● **INSTRUCTIONS**
A. In the Beverley Naidoo text, copy word for word the passage that begins at the words "Beverley Naidoo FRSL" and stops after the words "of South Africa.".
B. List every book title that the Beverley Naidoo text gives for her works.

● **EXCERPT PROVIDED**
# # # # # # #

Beverley Naidoo FRSL is a South African author of children's books who lives in the UK. Her first three novels featured life in South Africa where she lived until her twenties.[1] She has also written a biography of the trade unionist Neil Aggett.[2]
The Other Side of Truth, published by Puffin in 2000, is a story about Nigerian political refugees in England. For that work she won the annual Carnegie Medal from the Library Association, recognising the year's best children's book by a British subject.[3]
Naidoo won the Josette Frank Award twice – in 1986 for Journey to Jo'burg and in 1997 for No Turning Back: A Novel of South Africa.
Biography
Beverley Naidoo was born on 21 May 1943 in Johannesburg, South Africa. She grew up under apartheid laws that gave privilege to white children. Black children were sent to separate, inferior schools and their families were told where they could live, work and travel. Apartheid denied all children the right to grow up together with equality, justice and respect.

# # # # # # #

● **DATASET CONTENT**
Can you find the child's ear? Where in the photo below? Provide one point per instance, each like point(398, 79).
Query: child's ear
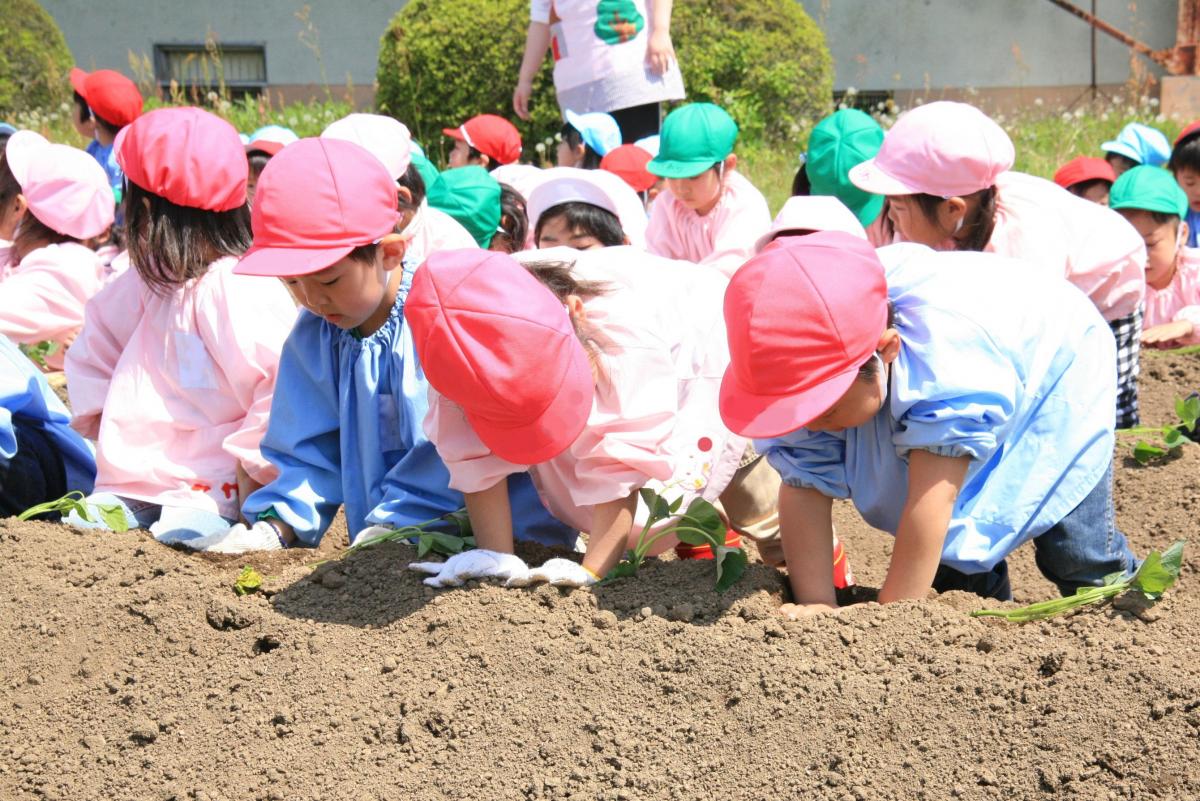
point(394, 247)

# # # # # # #

● **THE ANSWERS**
A.
Beverley Naidoo FRSL is a South African author of children's books who lives in the UK. Her first three novels featured life in South Africa where she lived until her twenties.[1] She has also written a biography of the trade unionist Neil Aggett.[2]
The Other Side of Truth, published by Puffin in 2000, is a story about Nigerian political refugees in England. For that work she won the annual Carnegie Medal from the Library Association, recognising the year's best children's book by a British subject.[3]
Naidoo won the Josette Frank Award twice – in 1986 for Journey to Jo'burg and in 1997 for No Turning Back: A Novel of South Africa.

B.
- The Other Side of Truth
- Journey to Jo'burg
- No Turning Back: A Novel of South Africa